- _Records from a dataset_
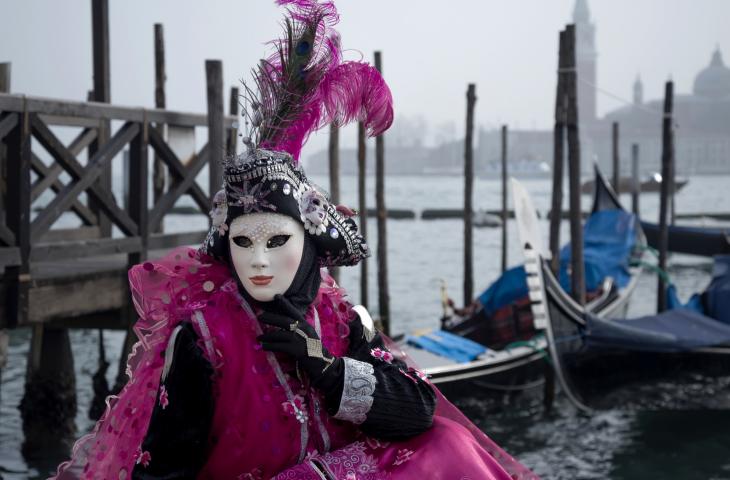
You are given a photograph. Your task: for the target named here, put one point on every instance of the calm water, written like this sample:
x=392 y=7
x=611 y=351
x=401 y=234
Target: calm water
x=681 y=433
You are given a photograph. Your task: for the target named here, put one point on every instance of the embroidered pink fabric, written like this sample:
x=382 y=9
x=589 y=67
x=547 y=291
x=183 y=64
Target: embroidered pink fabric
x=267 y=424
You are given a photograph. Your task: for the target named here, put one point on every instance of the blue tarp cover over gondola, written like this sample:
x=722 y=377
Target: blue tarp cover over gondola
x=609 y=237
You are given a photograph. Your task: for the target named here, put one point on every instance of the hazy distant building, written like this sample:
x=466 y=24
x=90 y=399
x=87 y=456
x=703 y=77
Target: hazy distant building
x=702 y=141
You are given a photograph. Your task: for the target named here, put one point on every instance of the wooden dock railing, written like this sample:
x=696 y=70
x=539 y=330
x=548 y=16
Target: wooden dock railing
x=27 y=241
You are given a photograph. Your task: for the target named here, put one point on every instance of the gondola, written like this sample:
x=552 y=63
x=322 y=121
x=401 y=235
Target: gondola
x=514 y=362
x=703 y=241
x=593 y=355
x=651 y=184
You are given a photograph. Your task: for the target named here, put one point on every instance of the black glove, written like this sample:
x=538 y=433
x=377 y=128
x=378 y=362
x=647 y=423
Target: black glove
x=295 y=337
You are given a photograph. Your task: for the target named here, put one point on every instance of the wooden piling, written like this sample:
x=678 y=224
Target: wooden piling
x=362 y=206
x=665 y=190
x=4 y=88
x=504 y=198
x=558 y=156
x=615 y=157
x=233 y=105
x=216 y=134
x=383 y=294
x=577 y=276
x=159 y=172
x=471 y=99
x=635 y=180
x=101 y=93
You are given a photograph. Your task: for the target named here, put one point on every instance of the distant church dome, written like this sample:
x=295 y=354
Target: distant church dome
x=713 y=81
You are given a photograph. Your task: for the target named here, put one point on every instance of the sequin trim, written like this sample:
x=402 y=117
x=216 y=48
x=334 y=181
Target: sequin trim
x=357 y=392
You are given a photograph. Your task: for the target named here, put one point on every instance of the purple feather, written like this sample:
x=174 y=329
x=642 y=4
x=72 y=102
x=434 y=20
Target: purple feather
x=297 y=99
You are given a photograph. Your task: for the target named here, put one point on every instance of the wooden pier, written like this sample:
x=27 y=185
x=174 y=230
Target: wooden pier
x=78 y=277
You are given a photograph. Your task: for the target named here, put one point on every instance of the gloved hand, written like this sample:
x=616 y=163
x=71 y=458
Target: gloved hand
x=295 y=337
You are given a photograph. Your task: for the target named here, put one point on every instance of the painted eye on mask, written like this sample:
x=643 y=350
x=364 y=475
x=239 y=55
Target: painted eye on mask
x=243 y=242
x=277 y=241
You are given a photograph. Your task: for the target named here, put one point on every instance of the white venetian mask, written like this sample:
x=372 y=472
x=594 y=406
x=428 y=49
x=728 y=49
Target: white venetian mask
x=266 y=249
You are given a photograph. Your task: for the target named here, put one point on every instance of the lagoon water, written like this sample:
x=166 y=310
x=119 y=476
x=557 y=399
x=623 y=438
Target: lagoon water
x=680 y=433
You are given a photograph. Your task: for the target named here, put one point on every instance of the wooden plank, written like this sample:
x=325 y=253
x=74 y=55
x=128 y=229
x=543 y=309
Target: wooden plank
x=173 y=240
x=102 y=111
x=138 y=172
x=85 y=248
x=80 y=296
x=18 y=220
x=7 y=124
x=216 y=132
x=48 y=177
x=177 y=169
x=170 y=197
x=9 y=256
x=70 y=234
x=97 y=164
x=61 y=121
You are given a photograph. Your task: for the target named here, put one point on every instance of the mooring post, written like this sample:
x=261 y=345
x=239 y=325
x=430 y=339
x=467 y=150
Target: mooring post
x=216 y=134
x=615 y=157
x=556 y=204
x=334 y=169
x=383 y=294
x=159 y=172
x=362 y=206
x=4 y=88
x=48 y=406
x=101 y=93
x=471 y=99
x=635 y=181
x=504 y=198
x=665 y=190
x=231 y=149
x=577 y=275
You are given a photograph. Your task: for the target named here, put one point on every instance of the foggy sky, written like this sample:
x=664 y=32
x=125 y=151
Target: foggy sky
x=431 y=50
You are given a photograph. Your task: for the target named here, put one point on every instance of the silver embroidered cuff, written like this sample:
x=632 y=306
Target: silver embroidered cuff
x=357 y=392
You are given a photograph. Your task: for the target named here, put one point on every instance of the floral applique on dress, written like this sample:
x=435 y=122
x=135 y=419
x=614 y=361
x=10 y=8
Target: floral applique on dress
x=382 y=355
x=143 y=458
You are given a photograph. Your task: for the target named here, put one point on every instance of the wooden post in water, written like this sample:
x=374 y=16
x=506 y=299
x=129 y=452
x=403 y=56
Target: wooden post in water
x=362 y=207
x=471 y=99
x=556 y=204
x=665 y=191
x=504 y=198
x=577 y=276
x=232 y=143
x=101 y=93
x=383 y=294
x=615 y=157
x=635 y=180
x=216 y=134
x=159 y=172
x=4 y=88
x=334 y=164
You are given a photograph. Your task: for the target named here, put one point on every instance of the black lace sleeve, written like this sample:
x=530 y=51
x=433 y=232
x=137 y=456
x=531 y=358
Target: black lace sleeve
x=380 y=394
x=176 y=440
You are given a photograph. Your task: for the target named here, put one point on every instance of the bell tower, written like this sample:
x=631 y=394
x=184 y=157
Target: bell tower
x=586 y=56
--
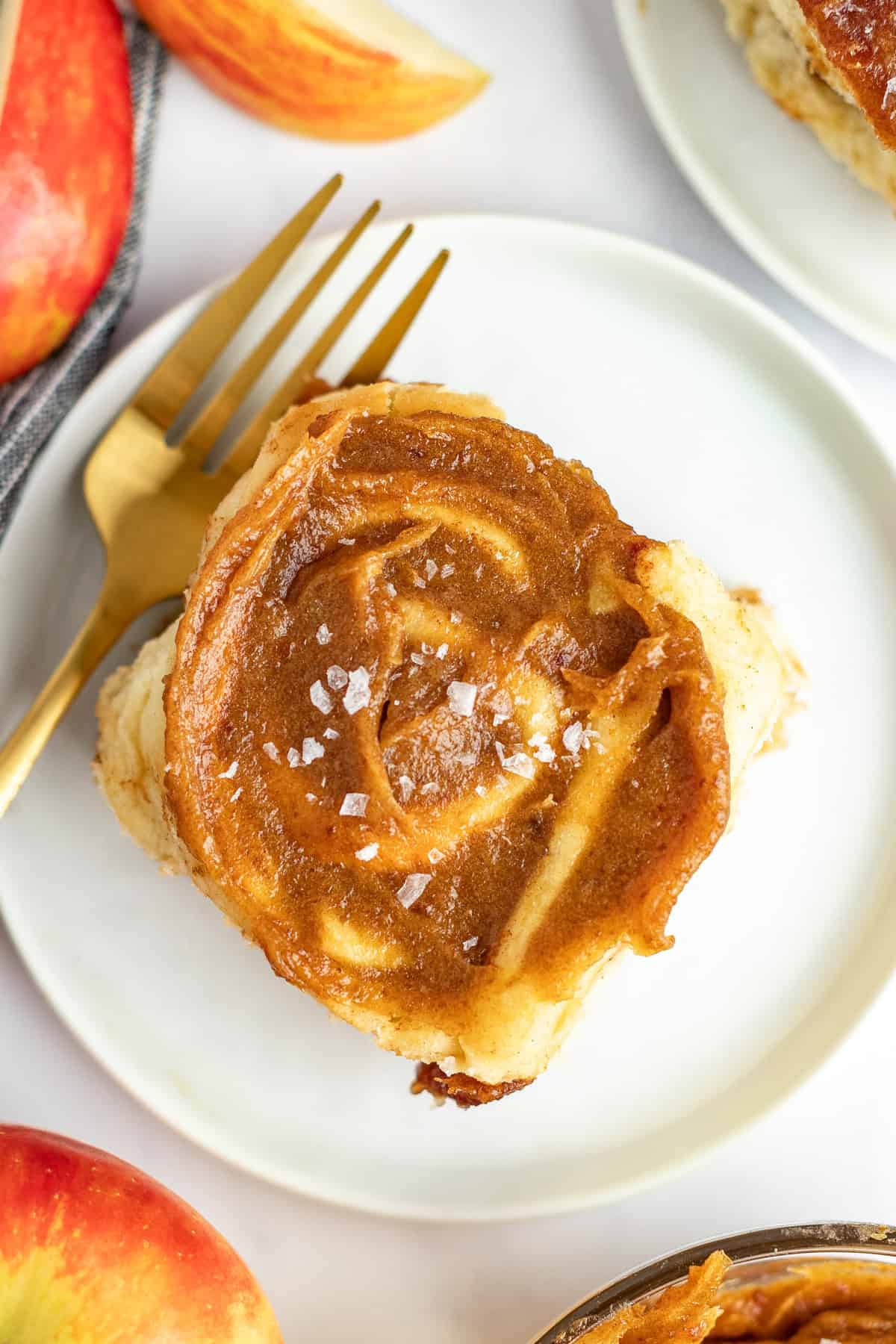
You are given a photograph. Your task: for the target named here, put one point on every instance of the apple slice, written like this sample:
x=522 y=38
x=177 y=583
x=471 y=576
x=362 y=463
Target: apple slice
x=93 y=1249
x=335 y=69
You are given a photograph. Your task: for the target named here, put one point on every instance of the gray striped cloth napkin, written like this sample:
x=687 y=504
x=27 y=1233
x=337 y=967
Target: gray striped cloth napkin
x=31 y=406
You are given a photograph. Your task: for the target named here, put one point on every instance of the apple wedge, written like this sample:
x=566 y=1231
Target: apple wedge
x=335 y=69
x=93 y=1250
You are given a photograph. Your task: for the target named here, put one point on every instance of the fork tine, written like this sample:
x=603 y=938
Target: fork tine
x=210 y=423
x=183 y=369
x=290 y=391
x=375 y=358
...
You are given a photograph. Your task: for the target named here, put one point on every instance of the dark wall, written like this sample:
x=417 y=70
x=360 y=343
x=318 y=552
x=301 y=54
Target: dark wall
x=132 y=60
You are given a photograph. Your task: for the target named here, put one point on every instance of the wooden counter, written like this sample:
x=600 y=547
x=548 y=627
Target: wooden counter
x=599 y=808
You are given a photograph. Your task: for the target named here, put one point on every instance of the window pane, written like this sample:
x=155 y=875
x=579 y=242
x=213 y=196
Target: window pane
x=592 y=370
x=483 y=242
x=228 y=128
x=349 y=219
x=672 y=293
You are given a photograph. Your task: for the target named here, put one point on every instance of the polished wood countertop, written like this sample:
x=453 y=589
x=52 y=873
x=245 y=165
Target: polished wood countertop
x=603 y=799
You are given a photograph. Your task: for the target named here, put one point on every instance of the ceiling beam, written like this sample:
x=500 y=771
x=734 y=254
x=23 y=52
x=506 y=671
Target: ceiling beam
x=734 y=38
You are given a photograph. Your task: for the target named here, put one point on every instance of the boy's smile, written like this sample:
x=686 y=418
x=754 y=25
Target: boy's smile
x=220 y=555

- _WHAT THIS TASK INVOLVES_
Your answer should consist only of the lines above between the line holding "wooden counter, written" and the line holding "x=500 y=771", inclusive, each transcribed exactly.

- _SOLVED EXERCISE_
You are given a photograph. Your task: for the target named here, put one point on every instance of the wooden counter, written like this sample:
x=600 y=547
x=548 y=627
Target: wooden counter
x=599 y=808
You are given a photograph. Your task: for the target named here, put one point on every instance of the window pane, written like this sample:
x=155 y=875
x=579 y=242
x=213 y=196
Target: window pane
x=592 y=370
x=483 y=242
x=228 y=128
x=349 y=219
x=672 y=293
You are given a photograph. Your task: for the target named here, put one point on every instance of the polished wood countertop, written like this sample:
x=453 y=589
x=52 y=873
x=245 y=165
Target: polished wood countertop
x=603 y=799
You are given a photograph. Your task: for the target named here, put one point on every instance of the ceiling beam, written like this sample:
x=500 y=771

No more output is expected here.